**Aim of the task**
Search the records for the string "grate". Copy each line where it occurs.

**Records to use**
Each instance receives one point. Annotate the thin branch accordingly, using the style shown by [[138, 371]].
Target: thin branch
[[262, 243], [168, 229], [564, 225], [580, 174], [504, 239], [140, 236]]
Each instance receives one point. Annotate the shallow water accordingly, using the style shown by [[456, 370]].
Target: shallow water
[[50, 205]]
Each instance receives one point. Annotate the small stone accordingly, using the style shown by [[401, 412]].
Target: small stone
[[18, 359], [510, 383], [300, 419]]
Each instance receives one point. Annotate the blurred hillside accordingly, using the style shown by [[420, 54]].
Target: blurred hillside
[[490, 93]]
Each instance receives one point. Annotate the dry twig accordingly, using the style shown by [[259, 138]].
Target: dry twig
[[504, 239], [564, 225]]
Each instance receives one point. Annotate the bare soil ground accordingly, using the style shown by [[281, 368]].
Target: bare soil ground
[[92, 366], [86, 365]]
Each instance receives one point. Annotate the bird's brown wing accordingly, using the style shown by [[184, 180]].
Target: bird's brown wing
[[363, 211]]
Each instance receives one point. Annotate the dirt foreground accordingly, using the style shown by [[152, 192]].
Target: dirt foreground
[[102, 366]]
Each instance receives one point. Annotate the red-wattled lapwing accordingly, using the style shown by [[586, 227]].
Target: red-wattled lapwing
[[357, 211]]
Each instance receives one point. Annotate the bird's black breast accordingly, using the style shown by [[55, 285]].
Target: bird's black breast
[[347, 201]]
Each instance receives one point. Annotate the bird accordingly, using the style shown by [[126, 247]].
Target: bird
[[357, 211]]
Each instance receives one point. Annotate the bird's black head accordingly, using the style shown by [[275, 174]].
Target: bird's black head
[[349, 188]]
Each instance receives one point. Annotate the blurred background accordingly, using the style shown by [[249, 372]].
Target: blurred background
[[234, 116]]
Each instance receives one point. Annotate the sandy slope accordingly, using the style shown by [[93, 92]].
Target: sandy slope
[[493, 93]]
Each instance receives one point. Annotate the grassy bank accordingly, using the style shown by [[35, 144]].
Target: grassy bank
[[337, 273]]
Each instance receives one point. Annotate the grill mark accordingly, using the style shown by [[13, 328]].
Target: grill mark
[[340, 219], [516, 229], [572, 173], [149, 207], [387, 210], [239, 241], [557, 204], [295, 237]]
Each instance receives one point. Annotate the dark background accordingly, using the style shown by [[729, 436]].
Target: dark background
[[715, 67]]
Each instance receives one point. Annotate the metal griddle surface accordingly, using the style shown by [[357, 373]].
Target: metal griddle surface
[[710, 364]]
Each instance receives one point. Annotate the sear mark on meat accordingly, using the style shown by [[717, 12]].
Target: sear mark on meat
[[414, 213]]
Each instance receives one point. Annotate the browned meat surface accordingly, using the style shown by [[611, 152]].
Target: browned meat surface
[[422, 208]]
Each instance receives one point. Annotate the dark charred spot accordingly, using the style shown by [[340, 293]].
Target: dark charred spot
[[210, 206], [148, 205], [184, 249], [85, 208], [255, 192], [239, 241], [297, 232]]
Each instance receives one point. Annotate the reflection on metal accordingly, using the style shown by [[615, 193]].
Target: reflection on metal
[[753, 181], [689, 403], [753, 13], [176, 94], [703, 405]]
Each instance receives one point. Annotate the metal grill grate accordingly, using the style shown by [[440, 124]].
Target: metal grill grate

**Exercise result**
Each instance receives one point. Annotate the metal grill grate accordingly, using the style shown by [[440, 124]].
Target: metal grill grate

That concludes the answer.